─── Source text ───

Examining the Binary

Checking the main function for the slowserver binary in Ghidra, we can see that we are dealing with a server, as it listens on 0.0.0.0:5555 and waits for a connection. Upon receiving one, it reads the data from the client and calls the handle_request function with both the file descriptor for the socket and the data received.

Slowserver One

Checking the handle_request function, we can see that it first uses the strtok function and sets the delimiter characters as  \t\r\n. It saves the first token in __s and does the same thing again to extract another token, saving it in pcVar2. Based on the function names and the challenge description, these are the HTTP Method and the URI, respectively. After that, depending on the method, it calls one of the other functions.

Slowserver Two

While the handle_get_request function is not that interesting, checking the handle_debug_request, which gets called when the method is DEBUG, we can see a format string vulnerability. The URI parameter, parsed from the user request, is directly passed to the sprintf function as the format argument. This function works similarly to printf, but instead of printing the formatted string directly to the output, it writes it to the buffer passed in the first argument. In our case, we can see that this buffer, with the formatted string, is also written to the socket for us to receive.

───

#### What to work on:
Repeat, word for word, the passage of the slowserver analysis above from "Checking the main" to "the other functions.".

─── Collected material ───

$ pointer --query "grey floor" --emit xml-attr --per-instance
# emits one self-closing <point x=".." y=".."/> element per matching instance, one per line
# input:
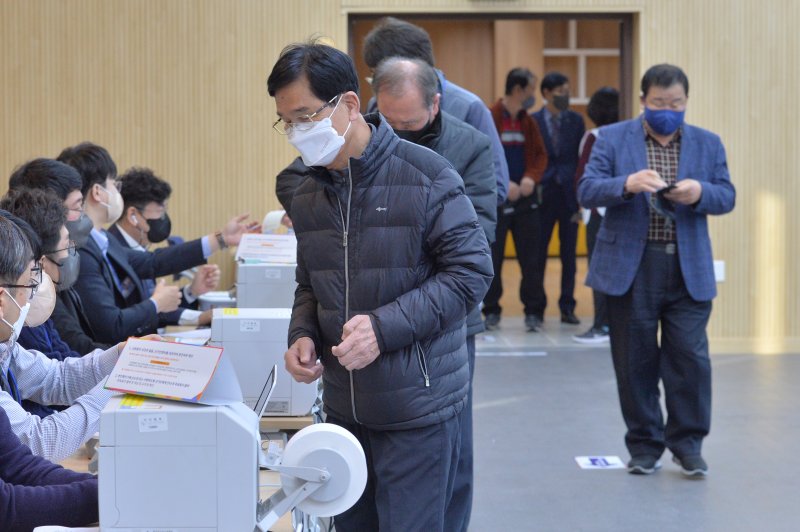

───

#### Reply to the task:
Checking the main function for the slowserver binary in Ghidra, we can see that we are dealing with a server, as it listens on 0.0.0.0:5555 and waits for a connection. Upon receiving one, it reads the data from the client and calls the handle_request function with both the file descriptor for the socket and the data received.

Slowserver One

Checking the handle_request function, we can see that it first uses the strtok function and sets the delimiter characters as  \t\r\n. It saves the first token in __s and does the same thing again to extract another token, saving it in pcVar2. Based on the function names and the challenge description, these are the HTTP Method and the URI, respectively. After that, depending on the method, it calls one of the other functions.